Vote on European Subsidies

Fishing the Old-Fashioned Way: A vote by the European Parliament this week could determine whether subsidies continue to support big-fleet fishing or help steer the industry toward a more sustainable future.

. . . the Union’s executive arm, the European Commission, has acknowledged that the subsidies, worth hundreds of millions of euros each year, support a fleet that is two to three times as large as is ecologically or commercially sustainable.

Gwenaël Pennarun still sets out most days from this Breton village to catch sea bass the old-fashioned way, with baited hooks. . . . “Thirty years ago I worked fewer hours. I had less equipment, less technology,” Mr. Pennarun said. “But I caught more fish.”

The New York Times: Facing Vote on European Subsidies, Fishermen Cling to Way of Life

BASS Website: Fish Fight – Fish Subsidy Vote looming . . .

Here’s a comment which sums it up and brings it closer to home:

“I knew and discussed fishing trends with fishermen (now dead) who worked pots for lobsters, crab and crawfish off west Cornwall in the 1930’s. Typically they would work 30 to 50 pots but by the 70’s they would have to work 100 to 150 pots to catch the same quantities of crustaceans. Now some vessels are working 3000 to 4000 pots!

=-=-=-=-=

__Required task 1__. In the piece on European fishing subsidies, condense the paragraph beginning "Gwenaël Pennarun still sets out" into a short list of its main facts.
__Required task 2__. Carry on the piece on European fishing subsidies, picking up right after its last sentence.

=-=-=-=-=

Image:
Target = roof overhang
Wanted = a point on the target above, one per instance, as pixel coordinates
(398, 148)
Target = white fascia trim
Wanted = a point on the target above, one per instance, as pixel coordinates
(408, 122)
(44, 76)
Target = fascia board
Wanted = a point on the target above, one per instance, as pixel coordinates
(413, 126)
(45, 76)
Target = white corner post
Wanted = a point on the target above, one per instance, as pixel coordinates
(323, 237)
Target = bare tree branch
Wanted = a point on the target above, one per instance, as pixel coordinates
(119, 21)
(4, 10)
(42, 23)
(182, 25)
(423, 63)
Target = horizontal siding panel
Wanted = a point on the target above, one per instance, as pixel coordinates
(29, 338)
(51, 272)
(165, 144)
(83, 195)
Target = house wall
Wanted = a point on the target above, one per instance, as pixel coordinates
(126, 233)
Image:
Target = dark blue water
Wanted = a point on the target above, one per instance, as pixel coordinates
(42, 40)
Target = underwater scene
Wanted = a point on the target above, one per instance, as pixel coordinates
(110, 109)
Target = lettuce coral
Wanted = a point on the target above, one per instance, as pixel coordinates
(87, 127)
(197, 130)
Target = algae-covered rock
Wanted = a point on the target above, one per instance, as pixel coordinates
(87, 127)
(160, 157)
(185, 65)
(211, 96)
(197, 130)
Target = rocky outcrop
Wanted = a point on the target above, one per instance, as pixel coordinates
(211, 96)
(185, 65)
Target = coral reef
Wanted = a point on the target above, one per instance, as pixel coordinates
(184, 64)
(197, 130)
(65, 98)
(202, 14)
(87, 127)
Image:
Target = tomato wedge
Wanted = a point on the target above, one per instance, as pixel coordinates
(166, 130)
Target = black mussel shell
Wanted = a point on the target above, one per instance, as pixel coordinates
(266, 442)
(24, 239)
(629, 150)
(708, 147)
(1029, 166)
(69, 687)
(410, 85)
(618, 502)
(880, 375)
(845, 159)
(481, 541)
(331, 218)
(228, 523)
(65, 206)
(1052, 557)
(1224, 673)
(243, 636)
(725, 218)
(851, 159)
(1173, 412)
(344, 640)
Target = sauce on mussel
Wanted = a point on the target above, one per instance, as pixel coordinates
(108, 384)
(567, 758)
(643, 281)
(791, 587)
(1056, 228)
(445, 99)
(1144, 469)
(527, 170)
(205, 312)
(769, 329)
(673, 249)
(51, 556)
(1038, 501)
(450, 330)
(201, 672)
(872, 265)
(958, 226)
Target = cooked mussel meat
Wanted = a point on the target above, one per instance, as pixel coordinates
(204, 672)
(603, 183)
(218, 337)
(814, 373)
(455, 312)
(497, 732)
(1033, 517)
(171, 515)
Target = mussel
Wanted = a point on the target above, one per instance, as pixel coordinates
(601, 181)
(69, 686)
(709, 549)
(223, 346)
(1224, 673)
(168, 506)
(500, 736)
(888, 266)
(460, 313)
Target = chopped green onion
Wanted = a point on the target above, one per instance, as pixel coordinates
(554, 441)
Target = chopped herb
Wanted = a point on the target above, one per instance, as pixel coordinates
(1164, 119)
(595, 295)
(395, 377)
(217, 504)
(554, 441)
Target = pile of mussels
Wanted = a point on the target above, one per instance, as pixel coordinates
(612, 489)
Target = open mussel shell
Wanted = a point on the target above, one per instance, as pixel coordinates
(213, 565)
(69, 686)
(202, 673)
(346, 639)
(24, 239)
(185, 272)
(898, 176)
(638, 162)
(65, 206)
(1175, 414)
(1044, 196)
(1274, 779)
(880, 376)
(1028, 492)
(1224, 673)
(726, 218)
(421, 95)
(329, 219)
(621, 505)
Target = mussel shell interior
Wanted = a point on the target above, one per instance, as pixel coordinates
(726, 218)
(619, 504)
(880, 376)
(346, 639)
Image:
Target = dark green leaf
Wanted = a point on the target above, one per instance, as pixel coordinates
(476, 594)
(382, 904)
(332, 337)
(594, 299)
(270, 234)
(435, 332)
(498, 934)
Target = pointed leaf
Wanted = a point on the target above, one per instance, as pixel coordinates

=-=-=-=-=

__Exercise result 1__.
- Gwenaël Pennarun still goes out most days from a Breton village.
- He catches sea bass with baited hooks, the old-fashioned way.
- He says that thirty years ago he worked fewer hours and had less equipment and technology.
- Even so, he caught more fish back then.

__Exercise result 2__.
I know fishermen who, when mono netting arrived on the scene (mid 70’s), were working 1500 to 2000 metres of netting (linear length). By the early 80’s catch rates had declined and in order to maintain viability they were working as much as 5000 to 7000 metres of netting. By the late 80’s, catches were only maintained with 10,000 to 15,000 metres aided by new hydraulic haulers specifically designed for mono netting. Eventually, some boats were/are working 30 to 40 kilometres of gear! However, there are now far less boats netting. The stocks have declined to such an extent, many chose decommissioning.

So, with tax payers subsidies, more and more gear was worked with ever improving technology – haulers, sonar and decca navigation (now GPS) – until stocks were exhausted. Then the same tax payers funded decommissioning without even appreciating that the public fishery resources which belonged to those tax payers had been decimated with their own money.

You couldn’t make it up!”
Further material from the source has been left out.